◆ Problem to solve
Pictures do not belong in the copy; transcribe everything else in the records exactly.

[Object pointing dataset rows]
BEGIN
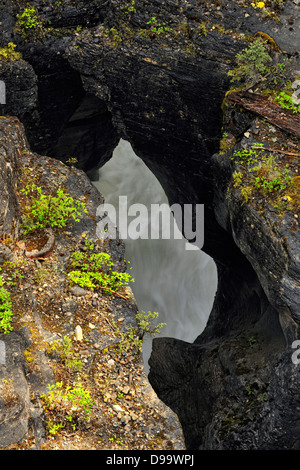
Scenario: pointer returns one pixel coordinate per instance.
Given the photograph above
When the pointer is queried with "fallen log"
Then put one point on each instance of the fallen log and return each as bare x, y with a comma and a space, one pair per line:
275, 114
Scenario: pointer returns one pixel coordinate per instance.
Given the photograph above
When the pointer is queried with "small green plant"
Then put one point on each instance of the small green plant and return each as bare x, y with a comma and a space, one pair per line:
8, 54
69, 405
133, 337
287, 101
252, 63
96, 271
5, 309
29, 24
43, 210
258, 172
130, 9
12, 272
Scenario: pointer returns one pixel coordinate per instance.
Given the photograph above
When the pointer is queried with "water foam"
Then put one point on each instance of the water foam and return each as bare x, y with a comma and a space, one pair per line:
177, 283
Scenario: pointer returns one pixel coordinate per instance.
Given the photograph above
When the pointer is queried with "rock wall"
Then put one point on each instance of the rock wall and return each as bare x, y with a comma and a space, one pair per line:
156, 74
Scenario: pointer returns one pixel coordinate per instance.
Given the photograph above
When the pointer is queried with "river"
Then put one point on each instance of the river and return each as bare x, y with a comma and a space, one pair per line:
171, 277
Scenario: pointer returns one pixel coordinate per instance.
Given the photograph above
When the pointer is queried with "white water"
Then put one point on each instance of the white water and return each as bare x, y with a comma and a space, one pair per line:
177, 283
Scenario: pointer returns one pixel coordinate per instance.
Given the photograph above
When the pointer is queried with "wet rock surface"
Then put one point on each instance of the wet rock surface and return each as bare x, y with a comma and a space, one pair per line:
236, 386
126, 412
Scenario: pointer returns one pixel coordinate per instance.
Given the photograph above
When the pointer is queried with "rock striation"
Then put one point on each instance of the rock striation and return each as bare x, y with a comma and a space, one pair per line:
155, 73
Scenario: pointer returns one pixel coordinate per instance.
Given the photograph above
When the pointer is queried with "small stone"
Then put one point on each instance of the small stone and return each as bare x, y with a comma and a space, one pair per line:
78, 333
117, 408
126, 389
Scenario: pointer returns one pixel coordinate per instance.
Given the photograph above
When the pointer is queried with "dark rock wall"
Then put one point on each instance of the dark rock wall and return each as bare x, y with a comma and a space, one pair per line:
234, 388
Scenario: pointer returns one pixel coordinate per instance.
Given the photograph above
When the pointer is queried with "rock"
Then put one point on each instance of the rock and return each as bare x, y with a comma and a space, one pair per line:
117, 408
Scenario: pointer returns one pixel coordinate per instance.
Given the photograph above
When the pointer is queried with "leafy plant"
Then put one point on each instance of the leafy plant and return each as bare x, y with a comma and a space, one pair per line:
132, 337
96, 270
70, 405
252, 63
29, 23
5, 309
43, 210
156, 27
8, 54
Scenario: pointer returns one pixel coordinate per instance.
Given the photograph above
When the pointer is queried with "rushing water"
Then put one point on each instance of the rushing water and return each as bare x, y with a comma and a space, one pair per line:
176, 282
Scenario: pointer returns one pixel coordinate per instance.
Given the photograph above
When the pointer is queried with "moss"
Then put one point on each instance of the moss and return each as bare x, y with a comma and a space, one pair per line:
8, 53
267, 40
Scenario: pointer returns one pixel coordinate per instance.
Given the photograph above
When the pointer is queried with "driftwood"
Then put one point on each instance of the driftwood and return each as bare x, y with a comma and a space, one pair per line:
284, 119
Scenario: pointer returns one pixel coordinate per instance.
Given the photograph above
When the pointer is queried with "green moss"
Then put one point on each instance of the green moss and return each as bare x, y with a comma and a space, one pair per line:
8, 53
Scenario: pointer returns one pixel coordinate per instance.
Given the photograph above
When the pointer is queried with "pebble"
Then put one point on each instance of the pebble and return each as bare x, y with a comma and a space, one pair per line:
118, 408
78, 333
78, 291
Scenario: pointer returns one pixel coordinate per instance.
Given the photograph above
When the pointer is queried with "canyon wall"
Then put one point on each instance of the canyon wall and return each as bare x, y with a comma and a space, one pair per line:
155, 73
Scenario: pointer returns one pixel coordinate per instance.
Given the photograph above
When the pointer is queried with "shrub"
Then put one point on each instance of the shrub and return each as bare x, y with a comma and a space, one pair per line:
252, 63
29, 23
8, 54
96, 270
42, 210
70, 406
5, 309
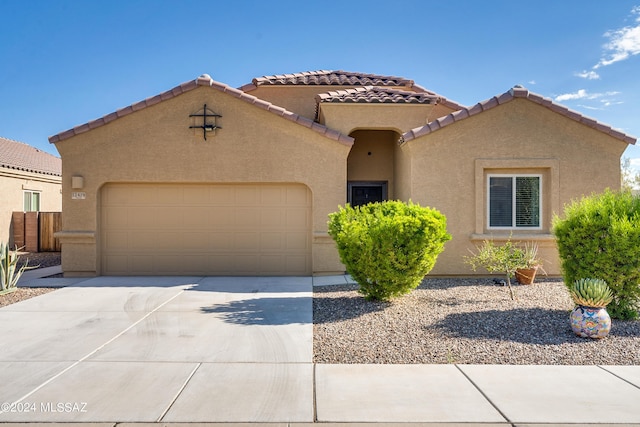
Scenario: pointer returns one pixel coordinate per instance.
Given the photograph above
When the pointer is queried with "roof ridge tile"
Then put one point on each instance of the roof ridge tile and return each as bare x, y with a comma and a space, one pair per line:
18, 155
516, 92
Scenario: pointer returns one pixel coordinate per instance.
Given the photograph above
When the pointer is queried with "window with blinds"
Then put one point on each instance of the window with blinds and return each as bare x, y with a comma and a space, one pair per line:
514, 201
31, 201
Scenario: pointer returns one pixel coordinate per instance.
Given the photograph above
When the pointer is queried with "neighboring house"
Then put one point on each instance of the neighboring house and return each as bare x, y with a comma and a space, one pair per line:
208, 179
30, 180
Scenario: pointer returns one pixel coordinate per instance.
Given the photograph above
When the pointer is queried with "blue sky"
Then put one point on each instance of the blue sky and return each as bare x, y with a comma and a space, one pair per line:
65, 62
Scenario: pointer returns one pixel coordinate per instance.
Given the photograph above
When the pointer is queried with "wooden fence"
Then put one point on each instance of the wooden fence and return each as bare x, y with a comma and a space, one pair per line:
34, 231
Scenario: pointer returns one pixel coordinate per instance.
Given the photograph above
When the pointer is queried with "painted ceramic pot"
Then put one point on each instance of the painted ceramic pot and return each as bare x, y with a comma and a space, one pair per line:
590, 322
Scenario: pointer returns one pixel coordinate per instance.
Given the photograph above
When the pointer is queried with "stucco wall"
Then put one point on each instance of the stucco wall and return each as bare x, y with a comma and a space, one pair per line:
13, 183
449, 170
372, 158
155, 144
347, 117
END
◆ Task answer
Scenario: pointer returns one pixel coordinate per instance.
Given the photograph above
When the pointer is queried with "fallen log"
Then put one point on each instance of the fallen log and return each as bare x, y with a comma and a space, one pair per line:
275, 114
Scenario: pointer returns one pixel coordinate per instance.
Given the photograph above
When the pointer is queried with "small green plant"
Then put one point on each instance of the small green plant and return each as bare x, y with a comma and a space, one pair per line:
8, 54
69, 405
133, 337
287, 101
252, 63
96, 271
5, 309
29, 24
43, 210
258, 172
130, 9
12, 272
Scenario: pointer returns one pixel coordinate per instance.
Given the photograph above
When the pointer is queried with "water foam"
Then put one point on each instance of the water foam and return each as bare x, y with a comma and a space, one pair per line:
177, 283
Scenario: pointer returns one pixel coordinate per instance.
Given the photograph above
When the pointer is queried with "rock wall"
Then put one point on each instance of the rock wall and return each as bare x, y with a comma and a space, one pair per line:
156, 74
Scenario: pointer returns one pixel coordinate per instance.
Given the photograph above
When the pointer is queried with "river"
Then put one point on each instance of the river and return each as bare x, y with a comma and a space, one pair per line:
171, 277
Scenario: pointer returns one pixel coordinate per instance.
Given the photograph above
When the pointer is queried with "white water"
Then put one point on each instance of the white water and return each as bare x, y with a comma and a space, one pair per line:
177, 283
Scenario: pointer returns one pixel coordinate per instance.
Given the photograph above
When the pointer is queried with "wet rock surface"
Then put one point on each instance of the wet rock surface and return each as bare x, y with a comma and a space, one pair per line:
236, 386
126, 412
Scenario: pointer returns one pixel coordinate per instance.
Given the photograph above
When the pointer is queried with "rock striation"
Then put one point on each instance of the rock striation and return each as bare x, y with a comma and a space, one pair per line:
155, 73
Scenario: pointer returns one pixel coordinate per instance.
Given the photograph above
When the pointer is queried with "small stone"
Then put one point on each instance of the small stone and return each as bare x, y with a comma and a space, one pair per line:
78, 333
117, 408
126, 389
Scenario: pointer returns one pixel coordinate per instance.
Given the photograph above
When the pointer is queried with "dark rock wall"
Then put one point on each instance of the dark rock wall and return each as bare x, y with a comma and a space, one pair per line:
234, 388
Scenario: pointer returns one pixel coordinate per instance.
Given the photograph above
When the pointer is queried with "rock"
Then put one point on each instance of the rock and return each as bare x, y with a comma and a space, one pair per line:
117, 408
Scenario: pointer returns one pixel coordinate per instance.
Given the photograph above
When the pointer is queried with "leafy plant"
Then put one point on each instance of the leafy plant and return each as bare x, y with a comma and a space, one pair per line:
132, 337
96, 270
70, 405
252, 63
29, 23
5, 309
43, 210
156, 27
8, 54
Scenario: pointer returns one pixel coordinate per instance.
Given the photograph above
When the pointer is queried with "rushing water"
Then put one point on each instance of the rushing water and return each as bare x, y with a comma and a space, one pair per line:
176, 282
Scenario: pointer returns one pixel coordinate per instance.
Given the photograph above
When the pointer is queried with "moss"
Then put one point on each instance of the moss and return each as bare x, y with a comma and a space, one pair per line:
8, 53
267, 40
Scenario: pointer returns one pixel coordinate per instance.
Given the photograph above
When the pointer is queried with "driftwood"
Then put one point on each instance of the driftwood and return each as bare x, y with a comma and a space, one pair per line:
284, 119
Scenario: pointer returns one pixel coordinate per instance.
Given the photograph above
When the pointer is queried with "green moss"
Then put one point on each instance of the green moss and return each as bare x, y with a comma and a space, one pair per line:
8, 53
Scenario: pointer returns one pixel coordinate per instance.
Given the photograph above
When the pointer is queried with "pebble"
Then put one point on each instance of the pebble and return each as bare x, y with a comma and a space, one pair per line:
118, 408
78, 333
78, 291
Scenario: pointer returns one pixel coordinate per instance.
Given the photograph above
When the pointer is queried with "canyon wall"
Then put one point on each instance of the canyon wall and return each as bare x, y with a comma and a space, one pair per line:
155, 73
Scenario: pointer returns one pixel coordinate per instance.
Given the photograph above
When the pointer is queried with "shrub"
Then put one point on each instance of the shrub and return each as bare x, y with a comma and a space, one pair per line:
252, 63
29, 23
8, 54
96, 270
42, 210
70, 406
5, 309
Scenario: pointer returns one pixel coordinate per instance.
Given the photograph above
When the pointer is queried with "roof ridge tile"
Then put one point on each instance of the roof ridge tile and return each as bare x, y with a comma and a space, one pair per line:
18, 155
516, 92
Scenario: pointer returns one pixel coordinate per instance.
Given the photograph above
When the pointer is queried with "window with blinds"
Then put one point on each instance of the window with blinds and return each as bare x, y with a comma and a space, one pair per line:
514, 201
31, 201
Scenario: pointer returns one pixel coordinate per instance.
Given the photograph above
When the pointer is queried with "neighboring house"
Then put one point on each instance of the neighboring house and return each as bare x, y with a comma and a space, one pair per line:
208, 179
30, 180
Scenario: pointer returns one pixel coordinate per instance.
Given the photograph above
When the pointer is queried with "blue sky"
Then put one point on each instance of the blue sky and return each as bare x, y with a comma and a space, one pair per line:
65, 62
Scenario: pointer returns one pixel coordinate per instance.
Given the photograph above
When the pointer is queried with "wooden fence"
Then put one point on each instance of the wooden fence and return each as bare x, y with a comma and a space, one pair per line:
34, 231
Scenario: pointer returns one pixel coordinate per instance.
Given the photograph above
When the pointer is queried with "painted ceramic pot"
Then put one point on each instance of the painted ceramic pot and return each as bare x, y with a comma and a space, one pair per line:
590, 322
Scenario: pointer returns one pixel coordinate per instance.
Given the photograph above
When the pointer is queried with "stucco wall"
Then put one point on each instance of the stucco wall and return each as bare x, y with a comma and a space, one pair per line:
13, 183
449, 170
372, 158
155, 144
347, 117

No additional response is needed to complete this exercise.